Excerpts of labeled region data:
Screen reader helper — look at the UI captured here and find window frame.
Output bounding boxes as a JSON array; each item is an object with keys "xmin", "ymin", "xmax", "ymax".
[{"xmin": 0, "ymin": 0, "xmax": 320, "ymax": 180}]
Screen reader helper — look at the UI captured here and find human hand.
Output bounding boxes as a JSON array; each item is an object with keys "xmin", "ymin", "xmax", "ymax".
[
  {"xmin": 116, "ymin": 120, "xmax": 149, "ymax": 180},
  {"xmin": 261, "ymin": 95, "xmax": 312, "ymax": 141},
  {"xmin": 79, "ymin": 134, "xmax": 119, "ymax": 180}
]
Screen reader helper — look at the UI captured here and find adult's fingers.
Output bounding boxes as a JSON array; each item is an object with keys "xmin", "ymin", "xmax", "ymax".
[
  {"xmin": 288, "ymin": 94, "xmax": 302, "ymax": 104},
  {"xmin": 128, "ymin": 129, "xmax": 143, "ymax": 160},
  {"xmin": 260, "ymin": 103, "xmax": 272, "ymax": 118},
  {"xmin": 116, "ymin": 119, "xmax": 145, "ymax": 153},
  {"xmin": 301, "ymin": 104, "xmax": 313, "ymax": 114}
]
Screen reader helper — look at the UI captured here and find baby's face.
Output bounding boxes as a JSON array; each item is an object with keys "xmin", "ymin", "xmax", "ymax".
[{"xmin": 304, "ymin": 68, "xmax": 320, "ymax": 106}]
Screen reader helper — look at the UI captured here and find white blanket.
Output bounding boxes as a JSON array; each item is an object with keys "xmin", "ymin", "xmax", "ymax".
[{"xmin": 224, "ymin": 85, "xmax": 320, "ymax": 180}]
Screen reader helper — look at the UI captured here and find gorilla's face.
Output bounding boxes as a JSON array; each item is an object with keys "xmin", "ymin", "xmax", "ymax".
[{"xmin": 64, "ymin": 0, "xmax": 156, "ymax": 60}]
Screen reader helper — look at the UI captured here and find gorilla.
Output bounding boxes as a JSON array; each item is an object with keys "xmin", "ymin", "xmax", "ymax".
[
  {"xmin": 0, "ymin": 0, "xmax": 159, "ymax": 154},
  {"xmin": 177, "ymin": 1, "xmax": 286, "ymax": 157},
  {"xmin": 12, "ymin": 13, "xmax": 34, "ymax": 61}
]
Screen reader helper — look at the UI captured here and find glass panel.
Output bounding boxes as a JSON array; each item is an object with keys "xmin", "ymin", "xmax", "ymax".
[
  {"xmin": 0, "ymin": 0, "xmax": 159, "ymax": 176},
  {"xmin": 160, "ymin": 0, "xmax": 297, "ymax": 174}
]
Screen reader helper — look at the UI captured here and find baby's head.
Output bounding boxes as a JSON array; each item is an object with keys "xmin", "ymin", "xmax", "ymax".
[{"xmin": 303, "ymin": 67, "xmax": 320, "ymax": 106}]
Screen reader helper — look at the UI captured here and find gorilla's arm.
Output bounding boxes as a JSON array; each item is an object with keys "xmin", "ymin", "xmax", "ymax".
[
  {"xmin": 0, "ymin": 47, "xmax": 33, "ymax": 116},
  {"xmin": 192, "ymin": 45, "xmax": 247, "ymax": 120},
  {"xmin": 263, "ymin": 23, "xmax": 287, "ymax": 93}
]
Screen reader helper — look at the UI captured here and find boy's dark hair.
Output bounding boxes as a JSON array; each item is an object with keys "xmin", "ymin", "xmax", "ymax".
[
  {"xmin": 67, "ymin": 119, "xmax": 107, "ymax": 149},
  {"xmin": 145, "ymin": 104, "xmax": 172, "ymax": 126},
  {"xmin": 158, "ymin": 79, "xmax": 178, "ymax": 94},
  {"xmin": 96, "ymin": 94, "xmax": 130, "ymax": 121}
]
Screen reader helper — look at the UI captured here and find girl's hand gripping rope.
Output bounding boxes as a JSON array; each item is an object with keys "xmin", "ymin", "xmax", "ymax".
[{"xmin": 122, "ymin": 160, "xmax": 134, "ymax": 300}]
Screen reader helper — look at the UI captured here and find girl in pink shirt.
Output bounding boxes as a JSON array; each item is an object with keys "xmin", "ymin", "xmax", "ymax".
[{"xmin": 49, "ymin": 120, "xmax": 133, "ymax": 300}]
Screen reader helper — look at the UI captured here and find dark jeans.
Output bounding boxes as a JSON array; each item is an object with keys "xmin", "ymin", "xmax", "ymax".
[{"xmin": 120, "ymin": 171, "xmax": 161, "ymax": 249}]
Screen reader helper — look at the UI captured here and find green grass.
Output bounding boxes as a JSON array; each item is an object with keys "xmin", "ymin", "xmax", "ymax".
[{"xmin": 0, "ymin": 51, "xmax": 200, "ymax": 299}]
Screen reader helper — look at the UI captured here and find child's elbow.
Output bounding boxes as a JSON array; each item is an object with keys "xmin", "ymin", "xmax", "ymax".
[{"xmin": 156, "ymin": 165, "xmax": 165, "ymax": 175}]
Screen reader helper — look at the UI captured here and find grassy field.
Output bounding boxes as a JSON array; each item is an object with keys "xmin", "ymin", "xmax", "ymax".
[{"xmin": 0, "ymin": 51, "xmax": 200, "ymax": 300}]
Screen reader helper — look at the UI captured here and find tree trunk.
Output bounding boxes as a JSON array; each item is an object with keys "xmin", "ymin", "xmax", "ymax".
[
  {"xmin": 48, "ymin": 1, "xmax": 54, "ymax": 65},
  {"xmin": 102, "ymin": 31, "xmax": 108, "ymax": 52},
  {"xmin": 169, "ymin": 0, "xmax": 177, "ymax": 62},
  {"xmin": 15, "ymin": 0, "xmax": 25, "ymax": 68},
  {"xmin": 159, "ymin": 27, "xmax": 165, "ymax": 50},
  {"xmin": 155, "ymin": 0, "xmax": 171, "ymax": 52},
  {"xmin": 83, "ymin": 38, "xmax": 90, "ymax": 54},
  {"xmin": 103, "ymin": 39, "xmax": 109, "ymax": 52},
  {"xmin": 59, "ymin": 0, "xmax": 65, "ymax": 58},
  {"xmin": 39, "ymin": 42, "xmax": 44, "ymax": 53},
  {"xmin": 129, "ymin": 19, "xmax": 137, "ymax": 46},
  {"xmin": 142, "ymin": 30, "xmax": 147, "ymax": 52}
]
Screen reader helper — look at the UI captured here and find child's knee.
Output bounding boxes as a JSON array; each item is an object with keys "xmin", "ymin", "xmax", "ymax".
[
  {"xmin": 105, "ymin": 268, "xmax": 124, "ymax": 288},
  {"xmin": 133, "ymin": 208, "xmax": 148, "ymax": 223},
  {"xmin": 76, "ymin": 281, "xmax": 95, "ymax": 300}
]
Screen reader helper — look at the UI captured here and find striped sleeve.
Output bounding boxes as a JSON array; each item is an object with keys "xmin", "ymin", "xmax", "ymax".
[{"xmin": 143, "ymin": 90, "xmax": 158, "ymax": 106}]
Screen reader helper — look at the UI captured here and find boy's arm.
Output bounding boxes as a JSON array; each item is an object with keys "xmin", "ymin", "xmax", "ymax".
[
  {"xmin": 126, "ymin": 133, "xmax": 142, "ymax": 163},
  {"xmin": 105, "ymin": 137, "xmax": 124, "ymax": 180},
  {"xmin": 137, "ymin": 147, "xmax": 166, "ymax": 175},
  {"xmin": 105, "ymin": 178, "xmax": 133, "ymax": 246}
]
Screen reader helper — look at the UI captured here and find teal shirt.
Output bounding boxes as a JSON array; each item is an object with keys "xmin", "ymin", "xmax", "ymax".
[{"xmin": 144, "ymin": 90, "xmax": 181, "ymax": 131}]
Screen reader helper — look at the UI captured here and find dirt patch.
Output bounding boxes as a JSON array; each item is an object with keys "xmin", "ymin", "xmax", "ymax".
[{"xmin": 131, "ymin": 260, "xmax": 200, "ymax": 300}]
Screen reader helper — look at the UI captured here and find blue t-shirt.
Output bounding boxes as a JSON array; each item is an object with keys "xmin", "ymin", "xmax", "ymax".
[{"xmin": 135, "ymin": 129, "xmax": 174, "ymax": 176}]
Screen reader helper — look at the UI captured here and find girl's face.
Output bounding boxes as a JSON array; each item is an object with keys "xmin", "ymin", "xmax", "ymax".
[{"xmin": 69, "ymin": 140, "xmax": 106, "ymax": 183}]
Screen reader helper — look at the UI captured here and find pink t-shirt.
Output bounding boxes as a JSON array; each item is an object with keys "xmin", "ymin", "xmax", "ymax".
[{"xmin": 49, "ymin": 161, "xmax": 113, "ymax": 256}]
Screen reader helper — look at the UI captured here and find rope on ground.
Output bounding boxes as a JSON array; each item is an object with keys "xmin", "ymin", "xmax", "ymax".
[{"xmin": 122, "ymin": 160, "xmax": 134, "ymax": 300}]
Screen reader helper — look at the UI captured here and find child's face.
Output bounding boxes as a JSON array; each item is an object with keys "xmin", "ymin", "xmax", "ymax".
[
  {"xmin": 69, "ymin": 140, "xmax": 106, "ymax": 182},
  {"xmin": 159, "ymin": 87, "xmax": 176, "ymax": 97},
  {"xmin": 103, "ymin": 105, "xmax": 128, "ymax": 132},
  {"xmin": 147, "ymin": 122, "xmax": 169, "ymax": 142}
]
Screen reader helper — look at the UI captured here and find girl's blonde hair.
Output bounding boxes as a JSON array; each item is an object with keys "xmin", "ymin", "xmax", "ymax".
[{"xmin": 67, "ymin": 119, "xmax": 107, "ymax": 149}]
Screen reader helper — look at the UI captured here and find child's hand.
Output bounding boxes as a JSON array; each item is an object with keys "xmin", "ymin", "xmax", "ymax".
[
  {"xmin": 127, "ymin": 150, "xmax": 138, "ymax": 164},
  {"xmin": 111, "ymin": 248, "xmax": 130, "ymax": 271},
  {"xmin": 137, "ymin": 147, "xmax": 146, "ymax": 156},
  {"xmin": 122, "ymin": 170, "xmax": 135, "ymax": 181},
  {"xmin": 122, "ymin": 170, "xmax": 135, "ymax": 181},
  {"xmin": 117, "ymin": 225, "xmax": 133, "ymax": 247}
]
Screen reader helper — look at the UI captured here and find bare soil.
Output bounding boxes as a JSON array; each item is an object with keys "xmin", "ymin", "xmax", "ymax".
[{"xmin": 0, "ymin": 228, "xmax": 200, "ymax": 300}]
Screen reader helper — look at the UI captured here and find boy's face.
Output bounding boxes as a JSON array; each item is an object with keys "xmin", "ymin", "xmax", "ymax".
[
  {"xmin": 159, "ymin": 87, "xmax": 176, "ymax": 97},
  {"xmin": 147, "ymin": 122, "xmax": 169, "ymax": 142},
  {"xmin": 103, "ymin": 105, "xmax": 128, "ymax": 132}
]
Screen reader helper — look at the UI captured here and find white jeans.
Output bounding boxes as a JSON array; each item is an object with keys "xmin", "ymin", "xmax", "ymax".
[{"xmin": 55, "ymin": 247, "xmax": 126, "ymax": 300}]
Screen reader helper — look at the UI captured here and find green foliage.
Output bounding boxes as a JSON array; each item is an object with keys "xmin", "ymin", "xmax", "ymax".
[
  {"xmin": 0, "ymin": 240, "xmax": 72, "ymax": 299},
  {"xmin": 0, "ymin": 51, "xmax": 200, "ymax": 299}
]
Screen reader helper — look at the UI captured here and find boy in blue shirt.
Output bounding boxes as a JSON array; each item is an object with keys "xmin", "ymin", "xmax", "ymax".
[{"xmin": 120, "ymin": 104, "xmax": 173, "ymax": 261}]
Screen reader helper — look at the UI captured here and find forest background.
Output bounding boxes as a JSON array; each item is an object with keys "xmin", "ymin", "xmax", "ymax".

TO BE DONE — Begin with the line that contains "find boy's face." and set down each line exactly until the records above end, including the final line.

REPLY TO THE TASK —
Screen reader helper — look at the UI captured here and find boy's face.
Output bounding boxes as a JSON array; each item is an object with keys "xmin", "ymin", "xmax", "ymax".
[
  {"xmin": 159, "ymin": 87, "xmax": 176, "ymax": 97},
  {"xmin": 147, "ymin": 122, "xmax": 169, "ymax": 142},
  {"xmin": 103, "ymin": 105, "xmax": 128, "ymax": 132}
]
Screen reader helper — look at the UI captured here and find white jeans.
Output bounding boxes as a JSON array; each item is an object with keys "xmin", "ymin", "xmax", "ymax".
[{"xmin": 55, "ymin": 247, "xmax": 126, "ymax": 300}]
Screen reader helper — look at the UI captured here and find green foliage.
Output bounding boxes as a JSON array; each item is an object with keys "xmin", "ymin", "xmax", "ymax".
[
  {"xmin": 0, "ymin": 240, "xmax": 72, "ymax": 299},
  {"xmin": 0, "ymin": 51, "xmax": 200, "ymax": 299}
]
Screen reader helper — look at the UI captured here and find boy in blue shirt.
Output bounding boxes as a JSON array; each item is an object with keys "xmin", "ymin", "xmax", "ymax".
[{"xmin": 120, "ymin": 104, "xmax": 173, "ymax": 261}]
Screen reader helper — look at the UI captured here and find forest background.
Output bounding boxes as a JSON array; each item is an object with keys "xmin", "ymin", "xmax", "ymax".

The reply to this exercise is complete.